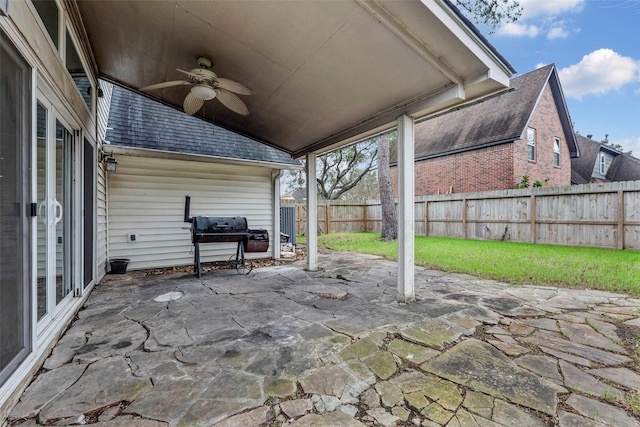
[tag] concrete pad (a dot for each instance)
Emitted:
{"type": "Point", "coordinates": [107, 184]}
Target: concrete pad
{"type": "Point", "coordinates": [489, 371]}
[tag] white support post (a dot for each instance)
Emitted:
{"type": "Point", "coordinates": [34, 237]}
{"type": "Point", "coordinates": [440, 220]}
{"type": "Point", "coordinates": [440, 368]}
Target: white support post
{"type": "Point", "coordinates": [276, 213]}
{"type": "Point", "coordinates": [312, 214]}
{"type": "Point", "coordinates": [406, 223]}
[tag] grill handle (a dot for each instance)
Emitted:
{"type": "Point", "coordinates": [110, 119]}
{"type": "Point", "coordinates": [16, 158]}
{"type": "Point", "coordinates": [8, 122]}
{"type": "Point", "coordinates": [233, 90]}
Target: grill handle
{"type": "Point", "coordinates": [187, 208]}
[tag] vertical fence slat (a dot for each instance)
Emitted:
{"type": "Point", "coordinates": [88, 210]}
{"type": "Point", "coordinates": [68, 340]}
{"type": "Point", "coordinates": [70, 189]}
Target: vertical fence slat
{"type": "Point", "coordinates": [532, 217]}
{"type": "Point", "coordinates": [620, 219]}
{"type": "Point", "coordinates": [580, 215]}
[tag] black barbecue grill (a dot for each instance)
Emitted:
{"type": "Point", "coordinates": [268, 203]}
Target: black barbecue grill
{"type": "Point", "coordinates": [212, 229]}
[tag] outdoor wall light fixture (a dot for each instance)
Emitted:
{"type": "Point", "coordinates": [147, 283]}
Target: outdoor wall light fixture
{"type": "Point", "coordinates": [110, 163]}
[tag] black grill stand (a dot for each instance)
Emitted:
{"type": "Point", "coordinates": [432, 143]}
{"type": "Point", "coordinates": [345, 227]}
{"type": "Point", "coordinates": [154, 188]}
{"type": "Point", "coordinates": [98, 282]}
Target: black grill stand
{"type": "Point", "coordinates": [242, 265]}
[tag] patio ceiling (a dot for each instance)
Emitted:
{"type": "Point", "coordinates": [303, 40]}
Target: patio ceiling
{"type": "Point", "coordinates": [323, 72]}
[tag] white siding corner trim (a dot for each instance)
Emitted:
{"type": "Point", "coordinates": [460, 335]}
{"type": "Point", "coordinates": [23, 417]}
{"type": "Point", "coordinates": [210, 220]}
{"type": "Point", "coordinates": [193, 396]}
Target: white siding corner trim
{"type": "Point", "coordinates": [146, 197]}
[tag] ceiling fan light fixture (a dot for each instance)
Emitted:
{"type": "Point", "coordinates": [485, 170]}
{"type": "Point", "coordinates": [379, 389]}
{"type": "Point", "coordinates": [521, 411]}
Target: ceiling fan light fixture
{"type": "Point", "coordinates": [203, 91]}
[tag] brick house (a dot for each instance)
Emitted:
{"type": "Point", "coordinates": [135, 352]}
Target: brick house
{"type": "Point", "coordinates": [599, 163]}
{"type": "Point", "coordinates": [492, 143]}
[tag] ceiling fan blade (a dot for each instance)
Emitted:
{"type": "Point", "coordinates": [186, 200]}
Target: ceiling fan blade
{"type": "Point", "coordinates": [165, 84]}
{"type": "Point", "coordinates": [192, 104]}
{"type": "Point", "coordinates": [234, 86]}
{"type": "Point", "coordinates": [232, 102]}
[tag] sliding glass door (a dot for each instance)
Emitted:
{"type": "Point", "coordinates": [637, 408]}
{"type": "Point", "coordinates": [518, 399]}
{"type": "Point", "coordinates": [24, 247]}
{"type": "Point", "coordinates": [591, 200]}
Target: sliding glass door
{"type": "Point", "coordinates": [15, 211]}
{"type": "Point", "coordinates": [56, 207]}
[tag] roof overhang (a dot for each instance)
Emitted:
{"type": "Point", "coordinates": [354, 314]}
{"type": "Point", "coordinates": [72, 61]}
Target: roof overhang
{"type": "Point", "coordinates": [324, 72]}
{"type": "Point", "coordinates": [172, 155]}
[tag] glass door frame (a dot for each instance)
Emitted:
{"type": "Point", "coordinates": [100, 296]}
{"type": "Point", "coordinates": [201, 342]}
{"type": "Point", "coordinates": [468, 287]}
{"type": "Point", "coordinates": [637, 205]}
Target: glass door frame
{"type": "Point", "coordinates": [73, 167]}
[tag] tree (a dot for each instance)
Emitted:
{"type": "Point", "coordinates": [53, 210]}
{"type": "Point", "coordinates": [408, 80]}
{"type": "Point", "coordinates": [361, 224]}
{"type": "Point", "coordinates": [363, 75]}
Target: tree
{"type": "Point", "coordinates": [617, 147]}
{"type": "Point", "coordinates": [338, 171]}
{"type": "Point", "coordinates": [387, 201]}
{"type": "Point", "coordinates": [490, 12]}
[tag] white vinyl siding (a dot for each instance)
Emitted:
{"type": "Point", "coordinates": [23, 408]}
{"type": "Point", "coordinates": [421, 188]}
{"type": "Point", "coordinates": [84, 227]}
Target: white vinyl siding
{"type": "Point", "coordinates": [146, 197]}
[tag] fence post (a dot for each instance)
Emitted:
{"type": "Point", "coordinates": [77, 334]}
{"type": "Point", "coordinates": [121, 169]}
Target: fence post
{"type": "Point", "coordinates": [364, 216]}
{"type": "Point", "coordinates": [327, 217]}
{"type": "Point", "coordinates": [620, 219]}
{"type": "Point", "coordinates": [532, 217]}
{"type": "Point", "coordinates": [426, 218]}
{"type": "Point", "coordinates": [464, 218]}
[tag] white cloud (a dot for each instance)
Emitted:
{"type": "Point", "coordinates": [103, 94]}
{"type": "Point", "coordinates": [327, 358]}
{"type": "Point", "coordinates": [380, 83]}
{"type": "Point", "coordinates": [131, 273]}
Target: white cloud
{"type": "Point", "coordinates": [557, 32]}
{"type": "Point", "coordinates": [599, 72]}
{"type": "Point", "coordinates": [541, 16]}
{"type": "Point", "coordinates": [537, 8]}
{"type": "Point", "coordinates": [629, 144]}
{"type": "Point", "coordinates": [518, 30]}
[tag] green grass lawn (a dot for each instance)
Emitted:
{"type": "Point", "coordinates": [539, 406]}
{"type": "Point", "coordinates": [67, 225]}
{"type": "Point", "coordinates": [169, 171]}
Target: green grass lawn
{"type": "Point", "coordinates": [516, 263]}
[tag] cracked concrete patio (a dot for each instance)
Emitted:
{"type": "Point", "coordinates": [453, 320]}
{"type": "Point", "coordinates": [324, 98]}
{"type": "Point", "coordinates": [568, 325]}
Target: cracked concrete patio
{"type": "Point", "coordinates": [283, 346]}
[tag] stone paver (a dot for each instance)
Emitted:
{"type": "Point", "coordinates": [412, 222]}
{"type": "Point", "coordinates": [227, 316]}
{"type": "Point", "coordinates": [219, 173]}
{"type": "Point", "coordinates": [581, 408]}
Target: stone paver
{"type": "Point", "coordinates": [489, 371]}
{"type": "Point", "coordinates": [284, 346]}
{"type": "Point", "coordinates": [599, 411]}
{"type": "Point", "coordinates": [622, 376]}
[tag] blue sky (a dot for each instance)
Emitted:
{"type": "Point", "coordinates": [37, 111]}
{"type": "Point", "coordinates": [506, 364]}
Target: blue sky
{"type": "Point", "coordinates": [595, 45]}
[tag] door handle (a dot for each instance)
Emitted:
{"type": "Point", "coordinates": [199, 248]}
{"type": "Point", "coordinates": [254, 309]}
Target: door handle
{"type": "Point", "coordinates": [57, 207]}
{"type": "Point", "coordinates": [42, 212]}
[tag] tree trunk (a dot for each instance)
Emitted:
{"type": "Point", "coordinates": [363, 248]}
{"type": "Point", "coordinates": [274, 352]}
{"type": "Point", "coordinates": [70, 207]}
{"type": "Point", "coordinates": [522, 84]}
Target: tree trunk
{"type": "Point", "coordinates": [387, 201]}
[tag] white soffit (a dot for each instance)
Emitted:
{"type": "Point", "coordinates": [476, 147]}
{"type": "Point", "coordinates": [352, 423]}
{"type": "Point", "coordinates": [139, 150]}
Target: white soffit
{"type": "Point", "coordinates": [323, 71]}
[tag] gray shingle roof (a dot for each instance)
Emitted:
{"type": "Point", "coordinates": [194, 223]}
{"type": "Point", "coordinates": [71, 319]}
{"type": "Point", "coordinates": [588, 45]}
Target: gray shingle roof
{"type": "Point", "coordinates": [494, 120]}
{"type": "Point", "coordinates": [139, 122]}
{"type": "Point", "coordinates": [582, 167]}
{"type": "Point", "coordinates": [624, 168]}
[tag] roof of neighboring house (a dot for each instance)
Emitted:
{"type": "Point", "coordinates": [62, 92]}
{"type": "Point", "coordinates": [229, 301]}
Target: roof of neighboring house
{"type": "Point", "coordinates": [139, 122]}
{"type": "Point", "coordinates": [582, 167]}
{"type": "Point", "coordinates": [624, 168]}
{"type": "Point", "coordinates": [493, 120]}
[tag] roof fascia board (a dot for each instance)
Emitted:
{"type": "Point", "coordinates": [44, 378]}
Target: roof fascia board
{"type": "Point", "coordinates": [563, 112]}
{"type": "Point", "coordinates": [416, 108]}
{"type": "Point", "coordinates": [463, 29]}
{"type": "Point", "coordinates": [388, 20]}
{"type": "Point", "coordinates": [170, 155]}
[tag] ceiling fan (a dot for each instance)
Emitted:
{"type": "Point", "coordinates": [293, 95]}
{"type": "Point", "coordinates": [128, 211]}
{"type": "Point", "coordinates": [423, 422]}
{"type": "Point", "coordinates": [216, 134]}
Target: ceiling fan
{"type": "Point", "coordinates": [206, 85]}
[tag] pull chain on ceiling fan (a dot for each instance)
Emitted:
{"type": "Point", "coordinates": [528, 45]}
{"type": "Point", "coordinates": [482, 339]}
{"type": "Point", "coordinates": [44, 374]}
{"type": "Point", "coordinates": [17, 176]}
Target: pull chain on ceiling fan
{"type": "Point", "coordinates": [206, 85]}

------------------------------

* **EXERCISE REQUIREMENTS**: Tail of the listing, starting at the line with "Target: roof fascia board" and ending at the last line: output it exactly and add nothing.

* **RESULT BELOW**:
Target: roof fascia board
{"type": "Point", "coordinates": [563, 112]}
{"type": "Point", "coordinates": [416, 108]}
{"type": "Point", "coordinates": [463, 29]}
{"type": "Point", "coordinates": [388, 20]}
{"type": "Point", "coordinates": [170, 155]}
[tag] ceiling fan (a dot for each instance)
Emitted:
{"type": "Point", "coordinates": [293, 95]}
{"type": "Point", "coordinates": [128, 211]}
{"type": "Point", "coordinates": [423, 422]}
{"type": "Point", "coordinates": [216, 134]}
Target: ceiling fan
{"type": "Point", "coordinates": [206, 85]}
[tag] pull chain on ceiling fan (a dot for each instance)
Emitted:
{"type": "Point", "coordinates": [528, 45]}
{"type": "Point", "coordinates": [482, 339]}
{"type": "Point", "coordinates": [44, 374]}
{"type": "Point", "coordinates": [17, 176]}
Target: pull chain on ceiling fan
{"type": "Point", "coordinates": [206, 85]}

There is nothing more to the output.